Repeat the comment thread below about dynamic updates in Phalcon models, word for word.

• SELECTED TEXT:
--- start ---

What's your opinion? It seems to work for our application as far as I've tested it.

rudiservo commented 1 year ago

@larsverp it's a quick fix, probably not ideal, it may have a big performance impact, also needs to pass the tests.

rudiservo commented 1 year ago

@larsverp Will only work if Dynamic update is set, so you have to put it in the doLowUpdate function. Also there is a bit of an issue, with field types. In do lowUpdate you have to cast the values to compare in order to assert if the values are what you want.

i.e. "4" and "4.0" are not exactly the same for PHP, a lot of dev's do not cast the value on set, so this needs to be done.

So the getChangedFields, might not get all changed fields, the function needs a revamp and doLowUpdate needs a revamp to.

The weird part is where you say you have dynamicUpdates, and still saves the model, it should not unless you have an issue in your snapshots, or the type of data you have in your database and model.

Check this to see if there is something different about your model so we can do something about it. https://github.com/phalcon/cphalcon/blob/5.0.x/phalcon/Mvc/Model.zep#L3911

rudiservo commented 1 year ago

@borisdelev do you have dynamicUpdate set? because if you do and it is executing an update, that behaviour should not happen. Can you debug and tell us what are types of the fields getting updated, or is it all of them?

--- end ---

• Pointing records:
--- start ---

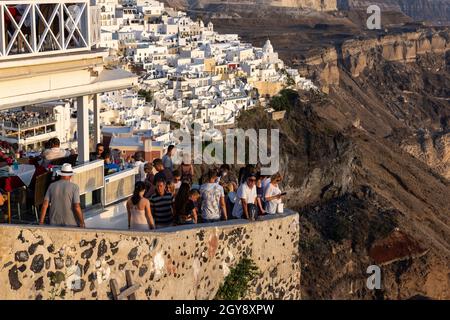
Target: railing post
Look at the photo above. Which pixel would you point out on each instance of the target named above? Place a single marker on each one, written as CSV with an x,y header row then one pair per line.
x,y
83,128
2,30
33,28
62,26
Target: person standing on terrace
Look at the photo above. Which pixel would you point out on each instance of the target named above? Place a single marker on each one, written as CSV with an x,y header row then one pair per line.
x,y
246,200
63,197
149,179
213,199
139,210
163,173
185,208
55,152
167,158
162,205
99,152
139,163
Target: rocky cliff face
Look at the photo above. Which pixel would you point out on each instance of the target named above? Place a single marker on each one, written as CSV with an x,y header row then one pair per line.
x,y
411,70
406,47
431,10
318,5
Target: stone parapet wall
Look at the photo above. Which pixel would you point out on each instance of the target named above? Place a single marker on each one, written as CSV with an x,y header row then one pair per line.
x,y
179,263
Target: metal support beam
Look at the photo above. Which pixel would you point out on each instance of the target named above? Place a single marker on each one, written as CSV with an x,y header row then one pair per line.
x,y
97,131
83,128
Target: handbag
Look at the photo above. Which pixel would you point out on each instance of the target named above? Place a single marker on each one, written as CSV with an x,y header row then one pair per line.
x,y
252,211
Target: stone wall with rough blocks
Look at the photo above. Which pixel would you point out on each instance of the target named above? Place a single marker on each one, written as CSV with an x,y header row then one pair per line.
x,y
179,263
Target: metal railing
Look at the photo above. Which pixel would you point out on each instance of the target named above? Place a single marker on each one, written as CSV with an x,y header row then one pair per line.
x,y
89,176
28,123
42,27
119,186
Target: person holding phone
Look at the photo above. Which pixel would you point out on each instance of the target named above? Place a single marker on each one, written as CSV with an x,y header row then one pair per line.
x,y
273,194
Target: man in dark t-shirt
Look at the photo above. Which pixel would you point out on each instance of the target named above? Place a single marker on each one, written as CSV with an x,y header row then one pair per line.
x,y
162,205
163,173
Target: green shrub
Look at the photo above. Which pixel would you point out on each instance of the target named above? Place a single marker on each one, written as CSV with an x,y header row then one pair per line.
x,y
236,284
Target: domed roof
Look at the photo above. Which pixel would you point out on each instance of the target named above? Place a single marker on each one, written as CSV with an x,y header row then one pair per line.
x,y
268,47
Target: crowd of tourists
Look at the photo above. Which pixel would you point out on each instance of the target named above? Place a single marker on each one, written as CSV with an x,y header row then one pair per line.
x,y
165,196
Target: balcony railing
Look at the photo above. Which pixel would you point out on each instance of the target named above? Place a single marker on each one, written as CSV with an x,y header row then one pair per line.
x,y
89,176
29,123
42,27
119,186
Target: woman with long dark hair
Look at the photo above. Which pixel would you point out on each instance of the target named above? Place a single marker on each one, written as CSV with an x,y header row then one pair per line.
x,y
185,209
139,211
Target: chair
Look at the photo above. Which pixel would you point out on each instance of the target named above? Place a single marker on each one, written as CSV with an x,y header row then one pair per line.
x,y
40,188
72,159
58,162
23,160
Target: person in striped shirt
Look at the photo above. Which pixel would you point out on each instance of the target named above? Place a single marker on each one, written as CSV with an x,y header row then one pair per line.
x,y
162,205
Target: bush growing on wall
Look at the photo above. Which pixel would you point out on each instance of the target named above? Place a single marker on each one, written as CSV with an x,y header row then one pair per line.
x,y
236,284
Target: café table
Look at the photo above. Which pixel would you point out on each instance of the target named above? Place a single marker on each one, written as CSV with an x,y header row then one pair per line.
x,y
16,178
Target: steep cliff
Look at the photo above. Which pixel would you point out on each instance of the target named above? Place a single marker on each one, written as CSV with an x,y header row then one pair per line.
x,y
211,5
432,10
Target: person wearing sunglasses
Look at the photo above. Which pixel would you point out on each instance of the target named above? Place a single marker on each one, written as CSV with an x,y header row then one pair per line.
x,y
245,206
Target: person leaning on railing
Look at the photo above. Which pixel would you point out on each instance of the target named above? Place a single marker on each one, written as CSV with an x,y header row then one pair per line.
x,y
139,210
63,197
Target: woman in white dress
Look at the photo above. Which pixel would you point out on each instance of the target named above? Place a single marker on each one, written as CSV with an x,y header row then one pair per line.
x,y
272,194
139,211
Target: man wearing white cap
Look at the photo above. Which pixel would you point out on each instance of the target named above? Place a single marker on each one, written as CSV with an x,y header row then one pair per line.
x,y
63,197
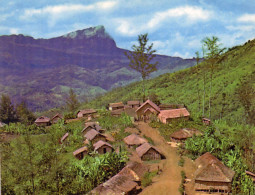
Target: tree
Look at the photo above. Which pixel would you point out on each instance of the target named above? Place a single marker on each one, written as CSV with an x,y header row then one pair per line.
x,y
24,114
141,57
7,111
72,101
212,52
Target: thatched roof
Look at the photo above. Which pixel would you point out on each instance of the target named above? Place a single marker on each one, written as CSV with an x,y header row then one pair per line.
x,y
134,171
154,106
185,133
80,150
174,113
90,135
93,125
2,124
64,137
130,103
212,169
57,116
42,119
144,148
101,143
117,185
134,139
87,111
117,104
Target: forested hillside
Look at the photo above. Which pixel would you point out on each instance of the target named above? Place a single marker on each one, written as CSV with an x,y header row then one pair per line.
x,y
232,87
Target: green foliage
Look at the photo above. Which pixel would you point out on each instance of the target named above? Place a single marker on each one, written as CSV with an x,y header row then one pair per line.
x,y
147,178
24,114
72,102
223,144
181,162
7,111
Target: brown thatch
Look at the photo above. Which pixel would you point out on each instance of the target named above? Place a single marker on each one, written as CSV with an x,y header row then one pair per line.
x,y
101,143
64,138
144,148
117,185
92,125
116,105
184,133
154,106
80,150
212,169
134,139
90,135
42,119
174,113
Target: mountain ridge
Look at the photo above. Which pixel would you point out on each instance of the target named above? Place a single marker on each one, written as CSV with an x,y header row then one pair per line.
x,y
87,60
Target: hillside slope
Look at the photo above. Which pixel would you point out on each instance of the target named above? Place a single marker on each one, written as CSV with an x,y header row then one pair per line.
x,y
181,87
41,71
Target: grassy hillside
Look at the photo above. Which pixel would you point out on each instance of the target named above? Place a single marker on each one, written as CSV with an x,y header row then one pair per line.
x,y
181,87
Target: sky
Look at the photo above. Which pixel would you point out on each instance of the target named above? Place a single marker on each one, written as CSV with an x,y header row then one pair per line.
x,y
175,27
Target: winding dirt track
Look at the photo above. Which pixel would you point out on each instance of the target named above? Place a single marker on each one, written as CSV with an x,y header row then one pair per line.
x,y
169,180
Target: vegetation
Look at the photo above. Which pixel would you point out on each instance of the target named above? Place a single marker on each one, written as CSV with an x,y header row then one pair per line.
x,y
141,59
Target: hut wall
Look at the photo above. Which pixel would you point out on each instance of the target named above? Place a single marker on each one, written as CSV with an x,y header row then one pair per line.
x,y
212,186
104,149
169,120
97,138
140,112
151,154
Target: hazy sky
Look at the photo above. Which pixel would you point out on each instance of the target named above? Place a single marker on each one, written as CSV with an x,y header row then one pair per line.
x,y
176,27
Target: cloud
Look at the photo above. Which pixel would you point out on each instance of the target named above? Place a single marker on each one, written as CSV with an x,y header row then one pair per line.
x,y
191,13
143,23
247,18
56,12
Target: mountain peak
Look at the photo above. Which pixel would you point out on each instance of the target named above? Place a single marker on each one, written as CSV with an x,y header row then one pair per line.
x,y
97,31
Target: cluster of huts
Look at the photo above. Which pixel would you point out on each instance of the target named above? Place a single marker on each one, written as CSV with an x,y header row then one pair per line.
x,y
148,110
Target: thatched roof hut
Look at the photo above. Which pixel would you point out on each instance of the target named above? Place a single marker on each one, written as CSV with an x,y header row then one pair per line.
x,y
165,116
148,152
42,121
81,152
134,139
212,175
102,147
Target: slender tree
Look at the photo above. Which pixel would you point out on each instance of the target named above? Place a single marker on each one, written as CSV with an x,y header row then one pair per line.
x,y
141,58
197,72
72,101
212,52
7,111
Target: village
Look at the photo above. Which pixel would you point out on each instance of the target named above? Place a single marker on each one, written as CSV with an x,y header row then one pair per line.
x,y
205,175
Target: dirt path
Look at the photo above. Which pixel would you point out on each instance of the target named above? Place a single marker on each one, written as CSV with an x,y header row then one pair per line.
x,y
167,183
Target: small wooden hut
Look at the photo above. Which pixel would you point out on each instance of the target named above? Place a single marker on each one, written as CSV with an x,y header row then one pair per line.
x,y
206,121
116,106
134,140
81,152
91,125
166,116
103,147
86,113
42,121
133,104
182,134
94,136
148,152
212,176
56,118
153,108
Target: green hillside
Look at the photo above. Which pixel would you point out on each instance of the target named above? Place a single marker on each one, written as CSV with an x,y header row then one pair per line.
x,y
237,64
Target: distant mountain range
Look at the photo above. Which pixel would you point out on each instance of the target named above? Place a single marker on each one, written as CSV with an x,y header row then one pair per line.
x,y
41,71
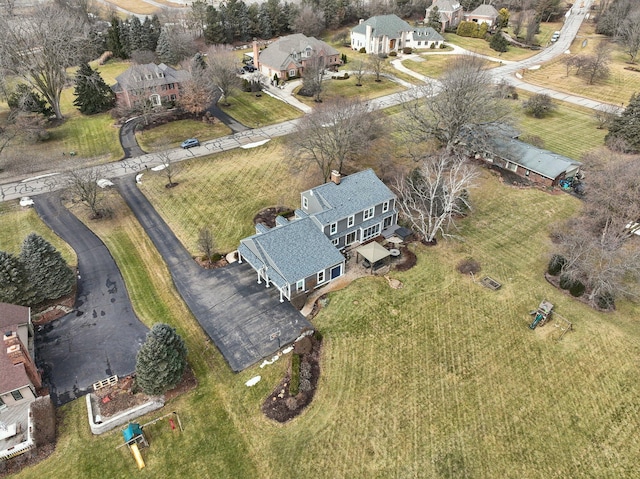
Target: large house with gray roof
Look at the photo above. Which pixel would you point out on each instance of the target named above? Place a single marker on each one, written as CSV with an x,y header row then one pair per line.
x,y
303,253
288,56
384,34
158,84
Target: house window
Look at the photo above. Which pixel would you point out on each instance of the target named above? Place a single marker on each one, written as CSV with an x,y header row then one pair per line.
x,y
368,213
370,232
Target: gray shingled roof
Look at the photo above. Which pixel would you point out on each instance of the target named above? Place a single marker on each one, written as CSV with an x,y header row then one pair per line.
x,y
355,193
427,34
127,79
291,252
543,162
279,53
390,25
484,10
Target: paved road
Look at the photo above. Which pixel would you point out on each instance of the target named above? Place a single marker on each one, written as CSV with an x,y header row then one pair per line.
x,y
102,335
245,320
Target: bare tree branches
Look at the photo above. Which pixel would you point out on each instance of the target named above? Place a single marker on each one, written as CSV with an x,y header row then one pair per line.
x,y
39,48
433,195
335,133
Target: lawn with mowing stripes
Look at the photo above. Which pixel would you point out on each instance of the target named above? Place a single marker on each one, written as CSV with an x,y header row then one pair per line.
x,y
224,192
570,130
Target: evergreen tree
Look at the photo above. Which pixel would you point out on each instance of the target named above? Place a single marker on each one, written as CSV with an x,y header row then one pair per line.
x,y
626,127
14,284
93,95
161,361
46,270
433,20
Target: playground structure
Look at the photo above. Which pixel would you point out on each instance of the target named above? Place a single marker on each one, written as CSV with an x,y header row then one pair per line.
x,y
134,437
542,314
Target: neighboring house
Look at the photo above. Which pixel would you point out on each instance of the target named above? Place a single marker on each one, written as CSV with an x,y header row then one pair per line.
x,y
388,33
19,379
451,12
303,253
288,56
535,164
159,84
483,14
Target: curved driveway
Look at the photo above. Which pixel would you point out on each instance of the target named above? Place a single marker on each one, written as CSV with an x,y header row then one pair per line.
x,y
245,320
102,335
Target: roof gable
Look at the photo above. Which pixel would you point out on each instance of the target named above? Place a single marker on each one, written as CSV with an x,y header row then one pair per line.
x,y
391,26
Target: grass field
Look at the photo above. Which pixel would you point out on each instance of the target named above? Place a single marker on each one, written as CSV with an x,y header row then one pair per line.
x,y
441,378
172,134
255,111
570,130
18,222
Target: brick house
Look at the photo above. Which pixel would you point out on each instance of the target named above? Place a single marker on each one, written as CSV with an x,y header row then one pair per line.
x,y
159,84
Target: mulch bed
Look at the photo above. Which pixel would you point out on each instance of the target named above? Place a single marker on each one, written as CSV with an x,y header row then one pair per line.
x,y
281,406
267,216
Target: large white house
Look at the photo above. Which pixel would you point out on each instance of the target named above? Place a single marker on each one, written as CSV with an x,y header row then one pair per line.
x,y
389,33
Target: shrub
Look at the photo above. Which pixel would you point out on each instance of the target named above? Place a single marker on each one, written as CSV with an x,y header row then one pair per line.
x,y
295,374
605,301
555,264
577,289
566,282
468,265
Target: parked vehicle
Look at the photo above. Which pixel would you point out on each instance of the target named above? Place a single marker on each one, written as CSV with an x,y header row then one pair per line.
x,y
190,143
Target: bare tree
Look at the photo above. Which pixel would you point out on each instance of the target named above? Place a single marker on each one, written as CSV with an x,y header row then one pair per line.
x,y
458,111
40,48
223,70
629,35
359,69
596,66
599,247
84,185
206,243
433,195
313,77
377,65
335,133
309,22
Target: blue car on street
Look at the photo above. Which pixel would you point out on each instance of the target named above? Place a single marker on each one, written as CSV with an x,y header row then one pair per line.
x,y
191,142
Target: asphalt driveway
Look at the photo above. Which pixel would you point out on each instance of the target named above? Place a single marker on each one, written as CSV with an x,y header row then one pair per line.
x,y
245,320
102,335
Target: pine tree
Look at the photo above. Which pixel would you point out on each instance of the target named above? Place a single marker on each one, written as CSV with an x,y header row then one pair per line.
x,y
161,361
14,284
93,95
626,127
46,270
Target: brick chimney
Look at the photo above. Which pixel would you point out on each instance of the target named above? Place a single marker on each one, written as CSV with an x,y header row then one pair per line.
x,y
256,54
17,354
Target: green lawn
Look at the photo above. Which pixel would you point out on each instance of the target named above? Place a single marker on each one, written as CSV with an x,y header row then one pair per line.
x,y
255,111
18,222
172,134
570,130
441,378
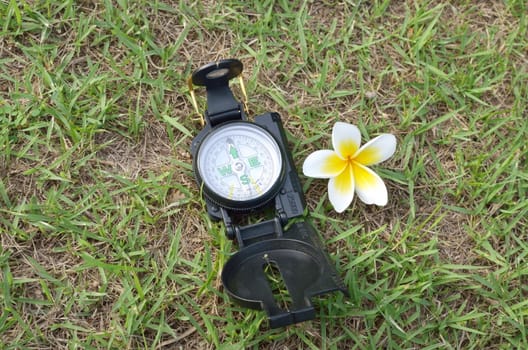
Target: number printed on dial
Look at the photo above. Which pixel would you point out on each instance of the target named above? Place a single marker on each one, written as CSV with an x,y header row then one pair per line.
x,y
239,161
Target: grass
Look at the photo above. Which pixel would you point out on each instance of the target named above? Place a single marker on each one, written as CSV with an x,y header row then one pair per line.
x,y
104,242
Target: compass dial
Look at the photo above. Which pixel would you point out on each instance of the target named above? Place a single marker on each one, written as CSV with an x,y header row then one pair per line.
x,y
240,162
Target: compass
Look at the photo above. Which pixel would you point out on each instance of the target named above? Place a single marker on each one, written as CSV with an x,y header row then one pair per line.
x,y
244,168
240,165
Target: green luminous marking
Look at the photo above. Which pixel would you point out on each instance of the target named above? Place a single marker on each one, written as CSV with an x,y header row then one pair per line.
x,y
254,162
244,179
225,170
233,152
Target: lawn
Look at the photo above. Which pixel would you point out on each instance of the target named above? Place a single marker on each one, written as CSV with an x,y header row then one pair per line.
x,y
104,238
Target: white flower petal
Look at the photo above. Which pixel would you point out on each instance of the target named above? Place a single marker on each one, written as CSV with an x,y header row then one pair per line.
x,y
346,139
369,186
341,190
323,164
376,150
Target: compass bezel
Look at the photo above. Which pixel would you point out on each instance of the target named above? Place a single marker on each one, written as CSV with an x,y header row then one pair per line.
x,y
237,204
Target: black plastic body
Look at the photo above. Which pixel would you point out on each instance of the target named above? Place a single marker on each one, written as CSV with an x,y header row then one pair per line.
x,y
288,199
286,241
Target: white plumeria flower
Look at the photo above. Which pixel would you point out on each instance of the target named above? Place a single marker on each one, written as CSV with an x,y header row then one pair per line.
x,y
346,166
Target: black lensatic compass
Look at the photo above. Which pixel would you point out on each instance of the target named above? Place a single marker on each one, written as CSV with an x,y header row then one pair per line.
x,y
244,169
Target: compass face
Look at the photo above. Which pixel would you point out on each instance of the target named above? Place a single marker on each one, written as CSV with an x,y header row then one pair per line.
x,y
239,161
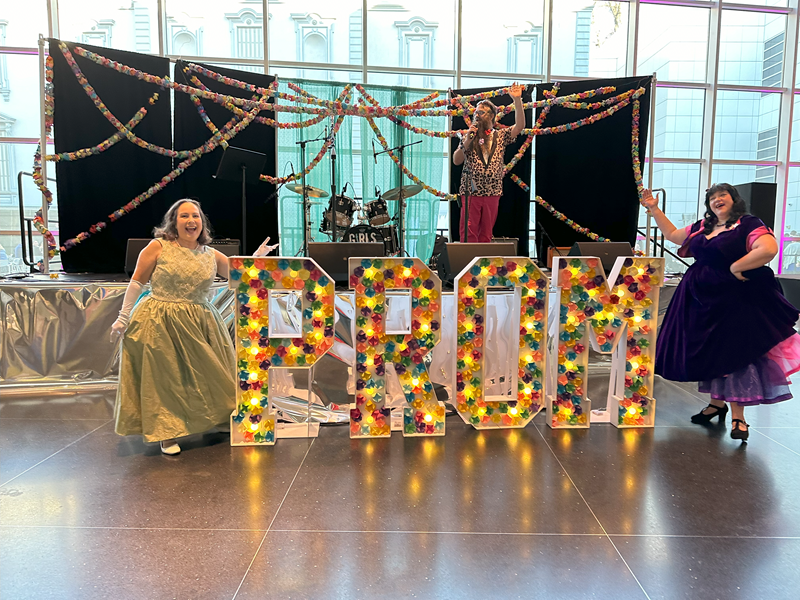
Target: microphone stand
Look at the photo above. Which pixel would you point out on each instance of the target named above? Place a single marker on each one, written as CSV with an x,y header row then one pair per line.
x,y
306,205
332,210
401,207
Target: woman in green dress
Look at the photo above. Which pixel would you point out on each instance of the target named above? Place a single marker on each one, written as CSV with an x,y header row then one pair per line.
x,y
177,371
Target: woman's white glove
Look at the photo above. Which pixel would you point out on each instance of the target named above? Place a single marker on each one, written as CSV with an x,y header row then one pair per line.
x,y
131,296
265,248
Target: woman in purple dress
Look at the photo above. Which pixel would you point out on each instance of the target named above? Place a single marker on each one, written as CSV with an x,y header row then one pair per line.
x,y
728,325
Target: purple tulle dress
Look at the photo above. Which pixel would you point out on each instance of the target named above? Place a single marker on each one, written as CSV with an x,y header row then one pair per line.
x,y
736,338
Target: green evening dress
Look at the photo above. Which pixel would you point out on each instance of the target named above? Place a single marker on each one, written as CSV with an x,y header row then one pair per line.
x,y
178,369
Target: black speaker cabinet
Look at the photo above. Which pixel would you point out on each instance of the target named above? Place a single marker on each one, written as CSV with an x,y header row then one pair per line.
x,y
760,200
607,252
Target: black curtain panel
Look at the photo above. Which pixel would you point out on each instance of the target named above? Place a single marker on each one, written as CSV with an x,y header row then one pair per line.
x,y
587,173
221,199
92,188
514,211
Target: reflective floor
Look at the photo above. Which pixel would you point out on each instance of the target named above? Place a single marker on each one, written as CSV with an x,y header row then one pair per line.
x,y
678,511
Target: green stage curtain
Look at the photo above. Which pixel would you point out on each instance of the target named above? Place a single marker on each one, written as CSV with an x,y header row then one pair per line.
x,y
426,161
290,209
355,164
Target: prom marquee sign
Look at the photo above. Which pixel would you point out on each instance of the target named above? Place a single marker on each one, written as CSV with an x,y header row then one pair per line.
x,y
615,315
258,350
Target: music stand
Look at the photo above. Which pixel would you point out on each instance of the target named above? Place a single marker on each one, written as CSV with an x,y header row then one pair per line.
x,y
240,164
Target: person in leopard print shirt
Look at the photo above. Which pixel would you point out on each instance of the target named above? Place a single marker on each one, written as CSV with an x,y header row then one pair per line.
x,y
482,152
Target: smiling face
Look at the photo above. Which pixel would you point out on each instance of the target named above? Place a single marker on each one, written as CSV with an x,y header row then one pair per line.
x,y
485,116
721,204
189,224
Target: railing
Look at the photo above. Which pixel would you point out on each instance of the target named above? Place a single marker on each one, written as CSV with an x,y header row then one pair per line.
x,y
26,226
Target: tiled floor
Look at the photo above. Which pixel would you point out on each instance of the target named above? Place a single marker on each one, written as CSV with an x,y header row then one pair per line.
x,y
679,511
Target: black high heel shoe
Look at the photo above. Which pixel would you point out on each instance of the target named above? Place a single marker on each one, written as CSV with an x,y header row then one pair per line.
x,y
703,418
737,433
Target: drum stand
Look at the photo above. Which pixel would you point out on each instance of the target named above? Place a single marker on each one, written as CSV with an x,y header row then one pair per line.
x,y
401,200
306,201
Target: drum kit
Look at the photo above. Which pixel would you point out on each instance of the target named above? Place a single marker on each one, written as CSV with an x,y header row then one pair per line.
x,y
357,222
373,216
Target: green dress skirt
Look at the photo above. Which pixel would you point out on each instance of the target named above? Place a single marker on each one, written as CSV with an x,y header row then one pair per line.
x,y
178,369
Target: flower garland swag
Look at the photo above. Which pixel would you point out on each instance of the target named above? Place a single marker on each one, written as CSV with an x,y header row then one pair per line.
x,y
529,140
105,144
89,90
346,95
38,176
231,129
337,108
322,105
261,120
637,175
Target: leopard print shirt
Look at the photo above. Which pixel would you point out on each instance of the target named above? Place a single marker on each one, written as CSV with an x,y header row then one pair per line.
x,y
482,176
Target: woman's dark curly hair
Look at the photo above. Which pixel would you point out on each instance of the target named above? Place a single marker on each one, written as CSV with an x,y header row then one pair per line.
x,y
737,211
169,226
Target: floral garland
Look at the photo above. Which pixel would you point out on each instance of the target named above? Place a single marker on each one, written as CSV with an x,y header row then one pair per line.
x,y
229,131
406,172
338,108
230,81
323,151
637,165
527,143
261,120
38,175
637,175
105,144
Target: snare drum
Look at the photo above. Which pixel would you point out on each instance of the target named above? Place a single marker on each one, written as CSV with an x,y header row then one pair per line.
x,y
390,240
325,227
344,207
377,212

--- end ---

• RESULT OF THIS EXERCISE:
What's your opinion? It seems to work for our application as far as I've tested it.

rudiservo commented 1 year ago

@larsverp it's a quick fix, probably not ideal, it may have a big performance impact, also needs to pass the tests.

rudiservo commented 1 year ago

@larsverp Will only work if Dynamic update is set, so you have to put it in the doLowUpdate function. Also there is a bit of an issue, with field types. In do lowUpdate you have to cast the values to compare in order to assert if the values are what you want.

i.e. "4" and "4.0" are not exactly the same for PHP, a lot of dev's do not cast the value on set, so this needs to be done.

So the getChangedFields, might not get all changed fields, the function needs a revamp and doLowUpdate needs a revamp to.

The weird part is where you say you have dynamicUpdates, and still saves the model, it should not unless you have an issue in your snapshots, or the type of data you have in your database and model.

Check this to see if there is something different about your model so we can do something about it. https://github.com/phalcon/cphalcon/blob/5.0.x/phalcon/Mvc/Model.zep#L3911

rudiservo commented 1 year ago

@borisdelev do you have dynamicUpdate set? because if you do and it is executing an update, that behaviour should not happen. Can you debug and tell us what are types of the fields getting updated, or is it all of them?